=== RECORDS TO USE ===

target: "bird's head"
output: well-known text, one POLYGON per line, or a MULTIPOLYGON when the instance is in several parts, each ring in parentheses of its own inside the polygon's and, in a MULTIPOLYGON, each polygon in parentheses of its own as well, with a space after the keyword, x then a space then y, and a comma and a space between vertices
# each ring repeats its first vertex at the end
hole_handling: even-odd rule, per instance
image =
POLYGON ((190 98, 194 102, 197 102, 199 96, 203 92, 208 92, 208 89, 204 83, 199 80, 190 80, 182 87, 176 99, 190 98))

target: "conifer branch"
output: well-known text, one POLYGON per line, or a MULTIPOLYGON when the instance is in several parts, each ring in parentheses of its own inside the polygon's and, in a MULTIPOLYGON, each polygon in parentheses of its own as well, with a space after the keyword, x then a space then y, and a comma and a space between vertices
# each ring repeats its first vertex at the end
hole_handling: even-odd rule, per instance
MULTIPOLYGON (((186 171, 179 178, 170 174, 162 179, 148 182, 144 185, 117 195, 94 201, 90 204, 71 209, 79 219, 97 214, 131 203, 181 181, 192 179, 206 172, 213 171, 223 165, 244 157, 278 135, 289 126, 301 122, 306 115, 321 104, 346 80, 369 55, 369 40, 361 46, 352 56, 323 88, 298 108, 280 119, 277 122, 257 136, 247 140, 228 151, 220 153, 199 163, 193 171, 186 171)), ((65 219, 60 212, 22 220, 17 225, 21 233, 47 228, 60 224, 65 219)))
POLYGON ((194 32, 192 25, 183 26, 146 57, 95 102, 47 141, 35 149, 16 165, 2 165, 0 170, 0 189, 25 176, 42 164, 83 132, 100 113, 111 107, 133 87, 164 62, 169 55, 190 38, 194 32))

===

JOB: Retype all of the lines above without any changes.

FINISHED ANSWER:
target: "bird's head"
output: well-known text, one POLYGON per line, or a MULTIPOLYGON when the instance is in several parts, each ring in parentheses of its own inside the polygon's and, in a MULTIPOLYGON, each polygon in parentheses of its own as well, with a space after the keyword, x then a space then y, and a comma and a space between vertices
# each ring repeats its first vertex at the end
hole_handling: even-odd rule, per instance
image =
POLYGON ((190 98, 194 102, 197 102, 199 96, 203 92, 208 92, 208 89, 204 83, 199 80, 190 80, 182 87, 176 99, 190 98))

target: "conifer branch"
output: well-known text, one POLYGON per line, or a MULTIPOLYGON when the instance is in several parts, each ring in parentheses of its own inside the polygon's and, in a MULTIPOLYGON, each polygon in parentheses of its own as well, with a space after the keyword, x then a space then y, and a comma and a space between vertices
# each ring repeats its first vertex at the end
hole_handling: even-odd rule, per instance
MULTIPOLYGON (((186 171, 179 178, 170 174, 162 179, 148 182, 144 185, 117 195, 94 201, 90 204, 71 209, 79 219, 97 214, 131 203, 181 181, 192 179, 206 172, 213 171, 223 165, 244 157, 278 135, 289 126, 301 122, 306 115, 321 104, 346 80, 369 55, 369 40, 361 46, 352 56, 323 88, 298 108, 280 119, 277 122, 257 136, 247 140, 228 151, 220 153, 199 163, 193 171, 186 171)), ((65 219, 60 212, 22 220, 17 225, 21 233, 47 228, 60 224, 65 219)))
POLYGON ((194 32, 192 25, 183 26, 146 57, 95 102, 47 141, 35 149, 16 165, 2 165, 0 170, 0 189, 25 176, 42 164, 83 132, 100 113, 111 107, 133 87, 164 62, 169 55, 190 38, 194 32))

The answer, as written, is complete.